## Required task
Pick up the passage about failing experts after its last sentence and keep writing it.

— begin Passage —

And monkeys throwing darts were about the same as both.

experts vs. undergrads vs. monkeys

I’d go with monkeys throwing darts. That sounds like more fun than watching experts rubbing their chins or students scratching their heads.

chimp-darts
(Yes, I realize that’s a chimp and not a monkey.)

Victor Davis Hanson vs. Experts #

A blog post by Victor Davis Hanson triggered all these thoughts this morning.

VDH itemized how our mediocracy, the remnants of the post-war aristocracy, has let us down. From Our Exhausted Mediocracy:

Economic Experts Failed

Remember the “new normal”? Our economic czars had simply decided anemic economic growth was the best Americans could expect and that 3 percent annualized GDP growth was out of the realm of possibility. Big government incompetence combined with Wall Street buccaneerism had almost melted down the economy in 2008. Recent presidents had doubled the debt—twice.

Foreign Policy Experts Failed

Few could explain how recent agreements such as the Paris Climate Accord or Iran deal could ever have achieved their stated aims, much less were in America’s interest. War planners had not translated interventions in Afghanistan, Iraq, and Libya into strategic advantage—much less lasting victory—and never offered reasons to be in such places that appealed to half the country.

Industry and Labor Experts Failed

Most elites had assumed the deindustrialized red-state interior was doomed to a sort of preordained and irreversible decline, much of it supposedly self-induced. In more candid moments, elites jested that red-state losers might be better replaced by new immigrants, both legal and illegal.

— end Passage —
— begin Data extract —

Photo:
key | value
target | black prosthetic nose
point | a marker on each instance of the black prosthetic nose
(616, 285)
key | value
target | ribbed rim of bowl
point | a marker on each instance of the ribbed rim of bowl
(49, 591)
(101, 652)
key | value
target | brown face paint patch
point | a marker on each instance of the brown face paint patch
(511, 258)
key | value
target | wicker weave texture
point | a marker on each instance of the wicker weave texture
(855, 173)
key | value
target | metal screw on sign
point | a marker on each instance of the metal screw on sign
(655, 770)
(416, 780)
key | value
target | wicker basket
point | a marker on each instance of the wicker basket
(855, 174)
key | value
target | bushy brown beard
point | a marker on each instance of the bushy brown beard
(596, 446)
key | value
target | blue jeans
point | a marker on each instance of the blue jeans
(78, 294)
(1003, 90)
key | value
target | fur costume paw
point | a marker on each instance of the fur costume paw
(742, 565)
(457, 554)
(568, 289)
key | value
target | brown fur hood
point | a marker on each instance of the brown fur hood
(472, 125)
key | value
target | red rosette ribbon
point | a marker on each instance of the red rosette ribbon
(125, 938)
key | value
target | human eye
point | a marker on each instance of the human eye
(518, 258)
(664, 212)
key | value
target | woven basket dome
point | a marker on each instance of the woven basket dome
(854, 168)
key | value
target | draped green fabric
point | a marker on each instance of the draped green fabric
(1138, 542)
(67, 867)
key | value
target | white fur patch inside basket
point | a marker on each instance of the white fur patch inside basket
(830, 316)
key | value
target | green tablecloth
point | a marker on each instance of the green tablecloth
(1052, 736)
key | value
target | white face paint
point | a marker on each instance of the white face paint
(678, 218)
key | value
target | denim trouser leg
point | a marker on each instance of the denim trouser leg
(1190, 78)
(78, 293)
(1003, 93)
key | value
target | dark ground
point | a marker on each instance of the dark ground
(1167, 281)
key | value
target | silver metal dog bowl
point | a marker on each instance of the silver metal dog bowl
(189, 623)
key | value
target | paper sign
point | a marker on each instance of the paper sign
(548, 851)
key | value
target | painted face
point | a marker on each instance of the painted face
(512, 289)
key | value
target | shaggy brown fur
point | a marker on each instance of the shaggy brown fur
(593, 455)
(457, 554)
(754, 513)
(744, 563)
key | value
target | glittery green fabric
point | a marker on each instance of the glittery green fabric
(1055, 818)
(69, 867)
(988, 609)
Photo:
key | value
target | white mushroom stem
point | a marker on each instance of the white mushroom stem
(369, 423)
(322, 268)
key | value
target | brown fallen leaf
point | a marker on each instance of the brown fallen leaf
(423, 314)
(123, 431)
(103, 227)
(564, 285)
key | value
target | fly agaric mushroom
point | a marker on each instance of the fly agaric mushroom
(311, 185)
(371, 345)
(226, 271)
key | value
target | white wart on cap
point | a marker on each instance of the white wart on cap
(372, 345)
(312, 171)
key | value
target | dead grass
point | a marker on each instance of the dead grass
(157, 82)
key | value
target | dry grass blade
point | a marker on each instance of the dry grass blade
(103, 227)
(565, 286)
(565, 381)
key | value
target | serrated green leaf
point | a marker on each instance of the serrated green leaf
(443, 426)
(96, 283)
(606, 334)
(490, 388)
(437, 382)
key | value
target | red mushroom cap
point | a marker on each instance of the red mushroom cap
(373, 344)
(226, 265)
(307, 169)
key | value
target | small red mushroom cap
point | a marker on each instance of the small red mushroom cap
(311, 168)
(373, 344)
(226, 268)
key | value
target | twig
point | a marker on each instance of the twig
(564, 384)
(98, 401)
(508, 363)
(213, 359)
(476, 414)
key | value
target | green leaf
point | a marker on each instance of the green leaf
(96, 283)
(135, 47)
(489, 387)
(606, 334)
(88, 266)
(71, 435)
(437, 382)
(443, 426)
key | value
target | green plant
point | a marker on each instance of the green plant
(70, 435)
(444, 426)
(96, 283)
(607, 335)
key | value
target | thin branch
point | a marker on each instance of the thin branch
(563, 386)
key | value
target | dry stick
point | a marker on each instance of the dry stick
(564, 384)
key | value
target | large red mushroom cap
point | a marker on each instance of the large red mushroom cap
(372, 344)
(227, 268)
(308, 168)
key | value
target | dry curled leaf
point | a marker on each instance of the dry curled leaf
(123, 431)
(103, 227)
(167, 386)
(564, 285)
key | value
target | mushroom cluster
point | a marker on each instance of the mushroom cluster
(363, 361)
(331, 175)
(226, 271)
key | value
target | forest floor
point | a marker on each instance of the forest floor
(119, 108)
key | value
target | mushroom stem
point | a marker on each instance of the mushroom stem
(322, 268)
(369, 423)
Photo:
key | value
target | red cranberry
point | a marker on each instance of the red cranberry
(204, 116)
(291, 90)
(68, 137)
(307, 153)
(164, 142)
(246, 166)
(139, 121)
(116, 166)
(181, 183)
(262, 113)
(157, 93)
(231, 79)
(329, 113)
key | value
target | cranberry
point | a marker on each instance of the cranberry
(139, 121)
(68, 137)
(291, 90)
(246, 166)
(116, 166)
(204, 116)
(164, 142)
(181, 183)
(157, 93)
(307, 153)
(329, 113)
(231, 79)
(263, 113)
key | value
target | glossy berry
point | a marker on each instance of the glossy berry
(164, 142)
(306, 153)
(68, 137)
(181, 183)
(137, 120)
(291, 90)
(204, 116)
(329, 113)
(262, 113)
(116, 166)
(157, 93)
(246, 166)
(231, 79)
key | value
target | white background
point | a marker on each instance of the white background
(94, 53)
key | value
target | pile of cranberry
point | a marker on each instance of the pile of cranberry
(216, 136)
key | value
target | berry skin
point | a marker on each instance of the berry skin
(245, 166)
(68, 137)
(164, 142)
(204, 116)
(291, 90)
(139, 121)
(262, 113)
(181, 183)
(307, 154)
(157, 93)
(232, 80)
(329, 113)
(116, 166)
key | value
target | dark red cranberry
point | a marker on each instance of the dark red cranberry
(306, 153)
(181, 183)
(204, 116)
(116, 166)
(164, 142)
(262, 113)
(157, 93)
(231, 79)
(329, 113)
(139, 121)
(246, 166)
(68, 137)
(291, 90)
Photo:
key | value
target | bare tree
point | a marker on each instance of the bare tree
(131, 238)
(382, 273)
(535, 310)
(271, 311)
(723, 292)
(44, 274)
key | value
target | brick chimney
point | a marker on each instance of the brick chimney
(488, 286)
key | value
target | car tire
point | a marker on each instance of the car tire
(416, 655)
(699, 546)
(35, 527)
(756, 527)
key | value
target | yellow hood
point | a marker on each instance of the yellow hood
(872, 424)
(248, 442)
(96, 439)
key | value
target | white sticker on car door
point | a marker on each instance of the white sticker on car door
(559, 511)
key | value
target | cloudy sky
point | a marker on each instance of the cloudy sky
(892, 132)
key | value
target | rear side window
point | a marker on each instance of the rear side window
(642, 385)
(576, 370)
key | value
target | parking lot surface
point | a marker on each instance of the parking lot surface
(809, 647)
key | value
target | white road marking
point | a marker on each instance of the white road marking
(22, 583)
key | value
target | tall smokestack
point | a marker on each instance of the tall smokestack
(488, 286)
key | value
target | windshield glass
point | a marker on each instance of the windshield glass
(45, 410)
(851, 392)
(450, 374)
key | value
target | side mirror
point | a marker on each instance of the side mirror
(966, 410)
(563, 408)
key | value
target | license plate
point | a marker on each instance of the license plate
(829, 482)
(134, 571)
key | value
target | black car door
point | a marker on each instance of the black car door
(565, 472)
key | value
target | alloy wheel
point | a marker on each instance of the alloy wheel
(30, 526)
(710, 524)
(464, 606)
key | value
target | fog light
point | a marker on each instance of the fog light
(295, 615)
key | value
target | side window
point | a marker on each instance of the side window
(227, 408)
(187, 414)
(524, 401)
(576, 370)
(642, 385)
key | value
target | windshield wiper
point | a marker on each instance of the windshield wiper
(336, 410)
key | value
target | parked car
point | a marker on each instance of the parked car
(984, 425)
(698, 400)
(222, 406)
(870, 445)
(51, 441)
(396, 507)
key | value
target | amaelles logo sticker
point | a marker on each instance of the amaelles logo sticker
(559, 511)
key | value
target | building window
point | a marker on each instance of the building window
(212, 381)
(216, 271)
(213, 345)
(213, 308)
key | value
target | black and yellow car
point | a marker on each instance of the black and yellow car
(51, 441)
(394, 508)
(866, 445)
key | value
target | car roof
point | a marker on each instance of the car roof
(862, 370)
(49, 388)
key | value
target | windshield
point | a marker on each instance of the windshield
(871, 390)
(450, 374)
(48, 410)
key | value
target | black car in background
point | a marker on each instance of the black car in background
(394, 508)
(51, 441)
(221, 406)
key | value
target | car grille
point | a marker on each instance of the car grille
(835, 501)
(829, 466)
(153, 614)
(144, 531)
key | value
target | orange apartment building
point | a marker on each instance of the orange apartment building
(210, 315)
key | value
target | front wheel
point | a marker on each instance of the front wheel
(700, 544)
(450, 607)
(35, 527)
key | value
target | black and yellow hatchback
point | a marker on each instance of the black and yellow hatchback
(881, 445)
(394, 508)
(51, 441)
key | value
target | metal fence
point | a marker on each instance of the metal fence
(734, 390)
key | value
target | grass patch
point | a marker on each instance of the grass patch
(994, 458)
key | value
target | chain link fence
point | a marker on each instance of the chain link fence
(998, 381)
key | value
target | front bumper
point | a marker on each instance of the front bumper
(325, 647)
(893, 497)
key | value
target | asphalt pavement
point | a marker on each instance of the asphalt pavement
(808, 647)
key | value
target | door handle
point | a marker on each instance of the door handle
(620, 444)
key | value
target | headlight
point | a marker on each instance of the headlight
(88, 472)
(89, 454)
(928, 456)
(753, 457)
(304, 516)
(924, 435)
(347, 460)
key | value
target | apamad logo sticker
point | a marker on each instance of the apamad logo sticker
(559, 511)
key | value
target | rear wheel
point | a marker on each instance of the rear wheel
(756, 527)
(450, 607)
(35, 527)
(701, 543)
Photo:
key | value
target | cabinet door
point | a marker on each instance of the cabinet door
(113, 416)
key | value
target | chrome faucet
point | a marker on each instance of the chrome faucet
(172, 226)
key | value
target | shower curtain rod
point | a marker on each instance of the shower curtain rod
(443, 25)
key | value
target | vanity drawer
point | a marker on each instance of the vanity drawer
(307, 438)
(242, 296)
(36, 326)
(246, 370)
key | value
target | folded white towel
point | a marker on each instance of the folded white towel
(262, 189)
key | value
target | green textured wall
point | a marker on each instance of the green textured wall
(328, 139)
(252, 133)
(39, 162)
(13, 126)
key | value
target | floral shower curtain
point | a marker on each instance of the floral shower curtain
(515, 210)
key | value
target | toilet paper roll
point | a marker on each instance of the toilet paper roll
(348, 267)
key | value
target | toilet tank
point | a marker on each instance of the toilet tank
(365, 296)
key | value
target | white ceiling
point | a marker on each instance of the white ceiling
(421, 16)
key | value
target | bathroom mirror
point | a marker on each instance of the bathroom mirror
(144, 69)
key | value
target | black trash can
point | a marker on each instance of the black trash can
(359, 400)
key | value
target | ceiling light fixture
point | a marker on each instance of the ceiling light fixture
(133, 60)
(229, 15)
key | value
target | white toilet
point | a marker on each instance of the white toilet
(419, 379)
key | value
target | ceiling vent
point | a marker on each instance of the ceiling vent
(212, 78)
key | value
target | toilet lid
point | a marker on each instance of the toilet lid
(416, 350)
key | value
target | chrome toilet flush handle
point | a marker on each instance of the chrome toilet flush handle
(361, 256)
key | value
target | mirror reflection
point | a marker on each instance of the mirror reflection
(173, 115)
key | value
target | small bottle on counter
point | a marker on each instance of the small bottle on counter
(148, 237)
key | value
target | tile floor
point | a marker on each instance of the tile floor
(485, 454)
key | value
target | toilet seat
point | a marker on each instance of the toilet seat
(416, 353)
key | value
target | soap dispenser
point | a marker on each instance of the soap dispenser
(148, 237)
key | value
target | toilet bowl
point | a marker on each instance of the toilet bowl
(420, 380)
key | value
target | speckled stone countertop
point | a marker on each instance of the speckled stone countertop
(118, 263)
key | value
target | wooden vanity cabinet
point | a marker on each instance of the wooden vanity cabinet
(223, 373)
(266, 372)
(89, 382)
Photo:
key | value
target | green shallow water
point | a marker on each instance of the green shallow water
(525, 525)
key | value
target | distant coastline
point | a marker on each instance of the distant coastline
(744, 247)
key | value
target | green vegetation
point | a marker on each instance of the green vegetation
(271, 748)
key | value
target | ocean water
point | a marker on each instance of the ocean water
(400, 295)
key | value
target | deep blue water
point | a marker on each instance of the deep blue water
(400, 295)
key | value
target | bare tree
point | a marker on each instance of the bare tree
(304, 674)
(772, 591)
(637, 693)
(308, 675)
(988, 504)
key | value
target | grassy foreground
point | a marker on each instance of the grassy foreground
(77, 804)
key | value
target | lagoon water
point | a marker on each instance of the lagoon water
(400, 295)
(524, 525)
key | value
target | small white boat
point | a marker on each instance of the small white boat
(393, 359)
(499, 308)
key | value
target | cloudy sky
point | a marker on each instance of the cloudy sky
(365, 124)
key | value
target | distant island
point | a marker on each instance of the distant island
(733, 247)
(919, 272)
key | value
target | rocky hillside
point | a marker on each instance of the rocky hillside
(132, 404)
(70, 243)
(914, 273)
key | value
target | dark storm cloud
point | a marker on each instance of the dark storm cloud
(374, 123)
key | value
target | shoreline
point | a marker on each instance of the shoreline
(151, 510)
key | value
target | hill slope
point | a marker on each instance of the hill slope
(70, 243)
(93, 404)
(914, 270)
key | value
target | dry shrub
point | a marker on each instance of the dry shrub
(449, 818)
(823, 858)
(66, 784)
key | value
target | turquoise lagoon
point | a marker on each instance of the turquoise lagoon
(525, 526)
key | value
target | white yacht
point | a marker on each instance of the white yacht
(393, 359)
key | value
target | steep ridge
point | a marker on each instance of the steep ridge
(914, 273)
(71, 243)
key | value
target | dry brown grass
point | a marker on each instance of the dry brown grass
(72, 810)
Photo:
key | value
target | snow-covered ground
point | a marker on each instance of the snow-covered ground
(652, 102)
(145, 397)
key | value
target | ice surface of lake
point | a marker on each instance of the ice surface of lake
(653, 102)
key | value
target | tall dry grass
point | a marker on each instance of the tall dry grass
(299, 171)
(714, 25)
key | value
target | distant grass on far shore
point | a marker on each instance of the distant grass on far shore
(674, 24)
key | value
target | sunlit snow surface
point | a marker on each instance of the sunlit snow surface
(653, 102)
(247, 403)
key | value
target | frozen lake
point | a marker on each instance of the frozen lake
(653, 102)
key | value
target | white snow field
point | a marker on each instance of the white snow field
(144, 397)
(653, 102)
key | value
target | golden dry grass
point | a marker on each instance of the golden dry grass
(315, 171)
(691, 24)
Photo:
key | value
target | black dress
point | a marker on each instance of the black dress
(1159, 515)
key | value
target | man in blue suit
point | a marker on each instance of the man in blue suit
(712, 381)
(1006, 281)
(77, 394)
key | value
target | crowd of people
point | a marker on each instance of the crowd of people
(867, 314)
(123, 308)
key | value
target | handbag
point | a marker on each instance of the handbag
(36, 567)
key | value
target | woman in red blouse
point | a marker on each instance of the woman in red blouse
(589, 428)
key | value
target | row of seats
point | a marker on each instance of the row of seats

— end Data extract —

## Result of this task
Education Experts Failed

Our ruling classes either could not or would not defend American traditions and civilization in our colleges, in our government, and in our popular culture—and they were increasingly accepting of the globalist consensus that America had a flawed past requiring some sort of reparatory future.

Cultural Experts Failed

Our leadership accepted a world in which America’s misdemeanors were the source of global outrage, while China’s felonies were largely exempt from criticism. China’s global hegemony was seen as assumed and fated. Efforts to derail it were near inane or retrograde.

So We Voted for Trump

Most Americans figured that those who lectured them on television, in op-eds, and throughout popular culture about guns, open borders, green mandates, fossil fuels, and the public schools, had the money, desire, and clout to live in desirable neighborhoods, sometimes behind walls, with ample taste for fine cars, jet trips, and private academies for their children.

Trump Is the Anti-Expert #

Even Trump’s most ardent supporters take his statements with a grain of salt. We know Trump exaggerates because he told us so in his book, The Art of the Deal page 58

The final key to the way I promote is bravado. I play to people’s fantasies. People may not always think big themselves, but they can still get very excited by those who do. That’s why a little hyperbole never hurts. People want to believe that something is the biggest and the greatest and the most spectacular. I call it truthful hyperbole. It’s an innocent form of exaggeration—and a very effective form of promotion.

(If you’ve read the book, nothing about President Trump should surprise you.)

VDH makes the point that those who vilify Trump are actually the biggest defenders of the failed status quo.

People like Bill Kristol, who once suggested seriously that we kill all the white people in the Rust Belt and replace them with illegal aliens who are desperate for work.

People like Jonah Goldberg who wants us to accept his a priori syllogism that good character requires perfect character, Donald Trump’s character is imperfect, therefore Donald Trump has bad character. (I am not making this up.)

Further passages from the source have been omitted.